**WHAT IS REQUIRED**
Each entry below is to be restated word for word, with no pictures carried over.

**Free-text object descriptions**
════════════════════

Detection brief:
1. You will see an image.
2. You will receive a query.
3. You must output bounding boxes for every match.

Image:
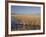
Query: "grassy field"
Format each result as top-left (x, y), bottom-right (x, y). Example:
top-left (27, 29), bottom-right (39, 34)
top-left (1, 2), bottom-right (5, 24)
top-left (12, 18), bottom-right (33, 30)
top-left (11, 15), bottom-right (41, 31)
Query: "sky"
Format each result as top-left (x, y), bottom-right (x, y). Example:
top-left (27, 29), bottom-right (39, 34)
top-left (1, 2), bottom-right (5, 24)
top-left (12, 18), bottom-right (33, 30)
top-left (11, 5), bottom-right (41, 15)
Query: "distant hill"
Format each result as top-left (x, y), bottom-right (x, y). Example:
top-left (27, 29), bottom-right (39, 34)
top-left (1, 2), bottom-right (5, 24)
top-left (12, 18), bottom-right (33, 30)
top-left (11, 12), bottom-right (40, 15)
top-left (11, 13), bottom-right (16, 15)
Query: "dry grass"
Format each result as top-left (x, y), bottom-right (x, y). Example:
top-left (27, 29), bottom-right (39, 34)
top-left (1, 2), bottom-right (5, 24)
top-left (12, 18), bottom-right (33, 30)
top-left (11, 15), bottom-right (41, 30)
top-left (11, 15), bottom-right (41, 26)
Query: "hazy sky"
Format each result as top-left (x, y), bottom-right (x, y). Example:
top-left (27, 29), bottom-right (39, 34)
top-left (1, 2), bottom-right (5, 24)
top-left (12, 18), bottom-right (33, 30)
top-left (11, 6), bottom-right (41, 14)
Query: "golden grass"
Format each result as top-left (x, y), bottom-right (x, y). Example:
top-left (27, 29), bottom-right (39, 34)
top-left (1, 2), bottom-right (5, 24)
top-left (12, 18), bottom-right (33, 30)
top-left (11, 15), bottom-right (41, 25)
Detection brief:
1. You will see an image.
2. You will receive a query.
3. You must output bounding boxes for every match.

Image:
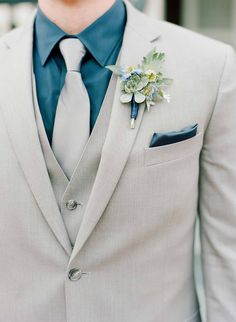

════════════════════

**EXPECTED ANSWER**
Detection brief:
1. You will see an image.
2. You will receive a query.
3. You must output bounding boxes for every match.

Image:
Query: "grassy field"
Format each result as top-left (x, y), bottom-right (x, y). Example:
top-left (27, 29), bottom-right (39, 34)
top-left (1, 2), bottom-right (5, 24)
top-left (12, 18), bottom-right (33, 30)
top-left (11, 15), bottom-right (41, 31)
Query: "sky"
Format each result as top-left (x, y), bottom-right (x, y). Example:
top-left (27, 29), bottom-right (39, 34)
top-left (1, 2), bottom-right (5, 24)
top-left (12, 18), bottom-right (33, 30)
top-left (11, 5), bottom-right (41, 15)
Query: "distant hill"
Format each result as top-left (x, y), bottom-right (x, y). Example:
top-left (27, 29), bottom-right (39, 34)
top-left (1, 2), bottom-right (5, 24)
top-left (12, 18), bottom-right (33, 30)
top-left (11, 12), bottom-right (40, 15)
top-left (11, 13), bottom-right (16, 15)
Query: "dry grass"
Format each result as top-left (x, y), bottom-right (x, y). Example:
top-left (27, 29), bottom-right (39, 34)
top-left (1, 2), bottom-right (5, 24)
top-left (12, 18), bottom-right (33, 30)
top-left (11, 15), bottom-right (41, 30)
top-left (11, 15), bottom-right (41, 26)
Query: "hazy sky"
Format each result as top-left (x, y), bottom-right (x, y). Example:
top-left (27, 29), bottom-right (39, 34)
top-left (1, 2), bottom-right (5, 24)
top-left (12, 18), bottom-right (33, 30)
top-left (11, 6), bottom-right (41, 14)
Query: "golden grass"
Format each result as top-left (x, y), bottom-right (x, y). Example:
top-left (27, 29), bottom-right (39, 34)
top-left (1, 2), bottom-right (5, 24)
top-left (12, 18), bottom-right (33, 30)
top-left (11, 15), bottom-right (41, 25)
Detection brief:
1. You will see an image.
2. You will receive a query.
3. You must output bounding boxes for every match.

Image:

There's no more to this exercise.